**TASK TO CARRY OUT**
Write out the material exactly, with the pictures left out.

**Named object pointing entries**
•••••
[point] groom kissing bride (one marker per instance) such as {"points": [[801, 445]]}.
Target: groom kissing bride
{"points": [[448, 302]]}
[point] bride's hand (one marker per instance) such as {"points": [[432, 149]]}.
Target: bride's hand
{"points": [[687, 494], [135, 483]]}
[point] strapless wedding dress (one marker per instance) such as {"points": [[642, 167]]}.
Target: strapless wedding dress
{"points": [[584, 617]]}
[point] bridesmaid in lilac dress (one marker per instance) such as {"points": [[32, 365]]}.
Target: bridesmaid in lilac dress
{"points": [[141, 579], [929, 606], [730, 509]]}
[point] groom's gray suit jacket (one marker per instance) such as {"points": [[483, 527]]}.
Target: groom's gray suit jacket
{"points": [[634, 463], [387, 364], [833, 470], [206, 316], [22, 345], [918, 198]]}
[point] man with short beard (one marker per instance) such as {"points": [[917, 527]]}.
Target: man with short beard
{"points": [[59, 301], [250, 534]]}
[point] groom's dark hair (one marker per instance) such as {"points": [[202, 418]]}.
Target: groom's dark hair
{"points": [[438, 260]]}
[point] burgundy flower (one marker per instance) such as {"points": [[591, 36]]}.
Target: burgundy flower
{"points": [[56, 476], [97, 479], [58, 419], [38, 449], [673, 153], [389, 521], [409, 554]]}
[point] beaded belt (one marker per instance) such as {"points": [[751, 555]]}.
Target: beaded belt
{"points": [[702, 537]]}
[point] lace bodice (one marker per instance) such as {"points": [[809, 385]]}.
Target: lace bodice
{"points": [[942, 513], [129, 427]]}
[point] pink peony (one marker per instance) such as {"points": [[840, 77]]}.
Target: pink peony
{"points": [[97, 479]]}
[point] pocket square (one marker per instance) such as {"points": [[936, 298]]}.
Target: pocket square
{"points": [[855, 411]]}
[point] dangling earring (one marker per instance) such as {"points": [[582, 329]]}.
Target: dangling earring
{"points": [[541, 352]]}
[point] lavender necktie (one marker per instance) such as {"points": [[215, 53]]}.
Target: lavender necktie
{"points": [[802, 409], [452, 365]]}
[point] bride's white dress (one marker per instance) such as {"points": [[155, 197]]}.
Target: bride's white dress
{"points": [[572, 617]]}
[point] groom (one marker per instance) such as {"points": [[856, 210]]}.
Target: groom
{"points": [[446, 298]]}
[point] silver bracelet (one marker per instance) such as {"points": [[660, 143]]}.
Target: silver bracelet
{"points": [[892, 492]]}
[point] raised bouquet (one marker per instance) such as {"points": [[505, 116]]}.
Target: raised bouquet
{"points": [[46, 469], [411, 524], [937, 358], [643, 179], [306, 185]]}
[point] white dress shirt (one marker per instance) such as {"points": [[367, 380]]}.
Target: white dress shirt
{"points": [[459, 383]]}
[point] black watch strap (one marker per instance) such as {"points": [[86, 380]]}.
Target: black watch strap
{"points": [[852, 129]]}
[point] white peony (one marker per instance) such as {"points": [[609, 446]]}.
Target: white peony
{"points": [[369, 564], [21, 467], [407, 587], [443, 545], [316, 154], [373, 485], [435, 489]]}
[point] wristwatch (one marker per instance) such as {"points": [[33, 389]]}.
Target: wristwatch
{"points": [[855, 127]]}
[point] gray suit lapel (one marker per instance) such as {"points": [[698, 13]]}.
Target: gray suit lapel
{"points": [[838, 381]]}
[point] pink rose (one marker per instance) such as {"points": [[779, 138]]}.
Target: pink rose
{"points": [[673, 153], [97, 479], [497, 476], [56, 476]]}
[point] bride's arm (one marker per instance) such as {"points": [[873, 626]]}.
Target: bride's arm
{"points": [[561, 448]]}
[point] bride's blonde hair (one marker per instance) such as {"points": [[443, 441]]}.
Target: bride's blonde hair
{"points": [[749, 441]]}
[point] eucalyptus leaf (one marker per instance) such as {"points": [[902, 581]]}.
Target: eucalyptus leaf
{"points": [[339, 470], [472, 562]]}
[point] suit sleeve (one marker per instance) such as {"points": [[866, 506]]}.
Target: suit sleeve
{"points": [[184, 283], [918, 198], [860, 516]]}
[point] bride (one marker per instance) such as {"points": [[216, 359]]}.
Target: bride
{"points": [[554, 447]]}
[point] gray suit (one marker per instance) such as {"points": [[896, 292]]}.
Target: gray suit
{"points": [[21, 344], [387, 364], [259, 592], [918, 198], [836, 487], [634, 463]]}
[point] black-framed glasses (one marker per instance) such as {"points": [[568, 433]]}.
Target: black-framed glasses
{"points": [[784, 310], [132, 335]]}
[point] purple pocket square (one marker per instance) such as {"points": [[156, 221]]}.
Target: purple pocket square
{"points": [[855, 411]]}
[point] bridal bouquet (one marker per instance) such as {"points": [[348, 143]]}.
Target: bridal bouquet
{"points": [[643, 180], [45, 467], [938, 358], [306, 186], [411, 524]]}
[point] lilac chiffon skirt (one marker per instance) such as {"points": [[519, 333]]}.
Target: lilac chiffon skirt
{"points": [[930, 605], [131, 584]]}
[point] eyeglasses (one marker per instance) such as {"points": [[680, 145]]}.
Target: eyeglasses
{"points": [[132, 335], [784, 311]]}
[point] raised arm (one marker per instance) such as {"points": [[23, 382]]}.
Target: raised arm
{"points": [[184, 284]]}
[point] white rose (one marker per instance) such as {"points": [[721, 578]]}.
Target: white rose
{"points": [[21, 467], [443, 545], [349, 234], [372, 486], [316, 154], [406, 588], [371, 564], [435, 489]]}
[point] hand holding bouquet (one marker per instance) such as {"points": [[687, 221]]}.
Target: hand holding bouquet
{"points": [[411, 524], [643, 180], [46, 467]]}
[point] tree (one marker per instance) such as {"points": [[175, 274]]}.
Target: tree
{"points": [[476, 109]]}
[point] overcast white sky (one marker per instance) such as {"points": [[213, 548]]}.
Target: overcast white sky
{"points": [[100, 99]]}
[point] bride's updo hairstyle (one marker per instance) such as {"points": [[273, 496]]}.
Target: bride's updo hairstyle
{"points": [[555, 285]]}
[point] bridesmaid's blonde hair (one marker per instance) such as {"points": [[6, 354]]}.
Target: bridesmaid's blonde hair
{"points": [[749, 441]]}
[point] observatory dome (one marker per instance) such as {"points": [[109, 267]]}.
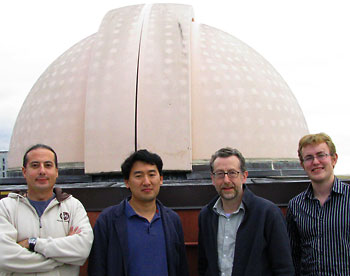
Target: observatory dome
{"points": [[151, 77]]}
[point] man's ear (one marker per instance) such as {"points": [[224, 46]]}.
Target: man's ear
{"points": [[334, 159], [245, 176], [24, 171]]}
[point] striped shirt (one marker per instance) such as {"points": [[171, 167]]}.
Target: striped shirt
{"points": [[320, 235]]}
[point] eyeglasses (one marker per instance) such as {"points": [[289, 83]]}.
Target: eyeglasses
{"points": [[320, 157], [221, 175]]}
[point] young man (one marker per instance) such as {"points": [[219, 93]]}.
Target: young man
{"points": [[318, 219], [139, 236], [240, 233], [43, 231]]}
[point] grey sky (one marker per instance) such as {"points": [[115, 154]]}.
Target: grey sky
{"points": [[306, 41]]}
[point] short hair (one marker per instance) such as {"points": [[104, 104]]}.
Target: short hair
{"points": [[38, 146], [143, 156], [228, 152], [315, 139]]}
•••••
**OUTPUT BELOW**
[point] groom kissing bride (one marker per instance) such as {"points": [[801, 445]]}.
Target: groom kissing bride
{"points": [[448, 302]]}
[point] bride's hand (one marker per instance) such as {"points": [[432, 149]]}.
Target: bride's hand
{"points": [[687, 494], [135, 483]]}
[point] strapless wedding dress (one marker per instance) such as {"points": [[642, 167]]}.
Target: strapless wedding dress
{"points": [[584, 617]]}
[point] bridesmaid in lilac dress (one marker per instance) such as {"points": [[32, 365]]}.
Target: bridesmaid in lilac dress
{"points": [[141, 579], [929, 606], [730, 509]]}
[point] groom's gray suit jacket (one marker per instance) such as {"points": [[483, 527]]}.
Target: groom's gray suit jacket
{"points": [[634, 463], [387, 364], [833, 470], [206, 316], [22, 345], [918, 198]]}
[point] man with short beard (one marker per instance) such as {"points": [[917, 527]]}.
Target: man with short beard
{"points": [[59, 301], [250, 534]]}
[point] groom's dark hair (one marker per instance) such as {"points": [[202, 418]]}.
Target: groom's dark hair
{"points": [[438, 260]]}
[point] burgundy flower (one marker per instance) such as {"points": [[591, 36]]}.
Target: burgundy flower
{"points": [[56, 476], [97, 479], [58, 419], [38, 449], [673, 153], [389, 521], [409, 554]]}
[point] beaded belt (one marker per instance) such as {"points": [[751, 555]]}.
Target: beaded belt
{"points": [[702, 537]]}
[point] lace bodice (one marker per instance) such as {"points": [[809, 385]]}.
Target: lace bodice
{"points": [[942, 513], [129, 427]]}
[point] pink peony (one marker per instance) such as {"points": [[840, 77]]}.
Target: pink peony
{"points": [[97, 479]]}
[point] pocket square (one marker per instance) such as {"points": [[936, 298]]}.
Target: pocket square
{"points": [[855, 411]]}
[point] dangling earring (one marker per instance) such as {"points": [[582, 329]]}.
Target: dangling earring
{"points": [[541, 352]]}
[point] lavender necktie (one marker per instance) such as {"points": [[215, 53]]}.
Target: lavender necktie
{"points": [[802, 409], [452, 365]]}
[point] bride's white dress (one marker per instance) such as {"points": [[155, 197]]}.
Target: bride's white dress
{"points": [[572, 617]]}
[point] groom (one marker per instance) such as {"points": [[856, 210]]}.
Target: groom
{"points": [[446, 298]]}
[point] silver bracelet (one marker per instance) such as {"points": [[660, 143]]}.
Target: silver bracelet
{"points": [[892, 492]]}
[point] raised bouquet (one marker per instance) such as {"points": [[505, 116]]}.
Target: raised bouquet
{"points": [[46, 469], [411, 524], [937, 358], [643, 179], [306, 185]]}
[point] white dress shirt (one marker per instance) such as {"points": [[367, 380]]}.
Target: white dress shirt
{"points": [[459, 383]]}
[point] black watch strap (one marker per instance) such as {"points": [[86, 380]]}.
Target: black watch strap
{"points": [[852, 129]]}
[point] white peony (one marker per instance) such as {"points": [[609, 446]]}.
Target: white peony
{"points": [[369, 564], [21, 467], [407, 587], [443, 545], [316, 154], [373, 485], [435, 489]]}
[point] wristwatch (one marker per instance) such as {"points": [[33, 389]]}.
Target: wristwatch
{"points": [[855, 127]]}
[point] gray suit lapel (one marker per instance) such as {"points": [[698, 13]]}.
Target: gray suit lapel
{"points": [[838, 381]]}
[point] pink rose (one marker per instance) such as {"points": [[779, 138]]}.
Target: pink rose
{"points": [[673, 153], [97, 479], [497, 476], [56, 476]]}
[point] bride's arm (one marker per instance) such as {"points": [[873, 626]]}.
Target: bride's arm
{"points": [[561, 448]]}
[point] bride's blonde hair (one marker per instance) such as {"points": [[443, 441]]}.
Target: bride's blonde hair
{"points": [[749, 441]]}
[point] eucalyptus leaf (one marker per instance) such as {"points": [[902, 581]]}.
Target: eucalyptus leaf
{"points": [[339, 470], [472, 562]]}
[point] suit sleeve (one marker per instance) such as {"points": [[866, 506]]}.
Target: suit sleeve
{"points": [[184, 283], [918, 198], [860, 516]]}
[point] bride (one marker per instance) such as {"points": [[216, 359]]}.
Target: bride
{"points": [[554, 447]]}
[point] gray suit (one marker per instance) such as {"points": [[896, 292]]}.
Target: gray suit
{"points": [[21, 344], [387, 364], [259, 592], [918, 198], [836, 487], [634, 463]]}
[point] black-framed glasses (one marker per instance) such as {"points": [[568, 433]]}.
Target: black-framed glasses
{"points": [[784, 310], [132, 335]]}
[point] purple pocket square (one marker per instance) such as {"points": [[156, 221]]}.
Target: purple pocket square
{"points": [[855, 411]]}
[point] bridal bouquet (one marker per instance) such as {"points": [[348, 143]]}.
Target: bridal bouquet
{"points": [[643, 180], [45, 467], [938, 358], [306, 186], [411, 524]]}
[point] lilac chiffon skirt (one marker per instance) such as {"points": [[519, 333]]}.
Target: lilac chiffon skirt
{"points": [[930, 605], [131, 584]]}
[point] eyeglasses (one marker per instance) such as {"points": [[680, 145]]}.
Target: eyeglasses
{"points": [[132, 335], [784, 311]]}
[point] raised arm (one marker per instance) such as {"points": [[23, 382]]}.
Target: raised arm
{"points": [[184, 284]]}
[point] white rose (one marker per instance) such as {"points": [[721, 578]]}.
Target: white rose
{"points": [[21, 467], [443, 545], [349, 234], [372, 486], [316, 154], [406, 588], [371, 564], [435, 489]]}
[point] hand holding bouquet (one marker per instance) such as {"points": [[687, 221]]}.
Target: hand holding bouquet
{"points": [[411, 524], [643, 180], [46, 467]]}
[point] tree (one marker per instance) such as {"points": [[175, 274]]}.
Target: tree
{"points": [[476, 109]]}
[point] overcast white sky (one marker per instance) such as {"points": [[213, 548]]}.
Target: overcast white sky
{"points": [[100, 99]]}
[point] bride's updo hairstyle (one marker per instance) such as {"points": [[273, 496]]}.
Target: bride's updo hairstyle
{"points": [[555, 285]]}
[point] bridesmaid's blonde hair (one marker per instance) such as {"points": [[6, 354]]}.
Target: bridesmaid's blonde hair
{"points": [[749, 441]]}
[point] observatory dome (one marker per instance) such as {"points": [[109, 267]]}.
Target: observatory dome
{"points": [[151, 77]]}
[point] man's ear (one marker per instance) such as {"points": [[224, 46]]}.
Target: man's ear
{"points": [[334, 159], [245, 176], [24, 171]]}
[point] striped shirt (one marker per instance) such as {"points": [[171, 167]]}.
Target: striped shirt
{"points": [[320, 235]]}
[point] eyeglasses (one marker per instance) such as {"points": [[289, 83]]}.
Target: eyeglasses
{"points": [[320, 157], [221, 175]]}
[point] young man (one marker per instance) such as {"points": [[219, 93]]}.
Target: young man
{"points": [[318, 219], [139, 236], [240, 233], [43, 231]]}
[point] grey sky (one marker per instance) such as {"points": [[115, 154]]}.
Target: grey sky
{"points": [[306, 41]]}
[point] short hair (one marker per instance) such as {"points": [[104, 104]]}.
Target: short hair
{"points": [[38, 146], [143, 156], [228, 152], [315, 139]]}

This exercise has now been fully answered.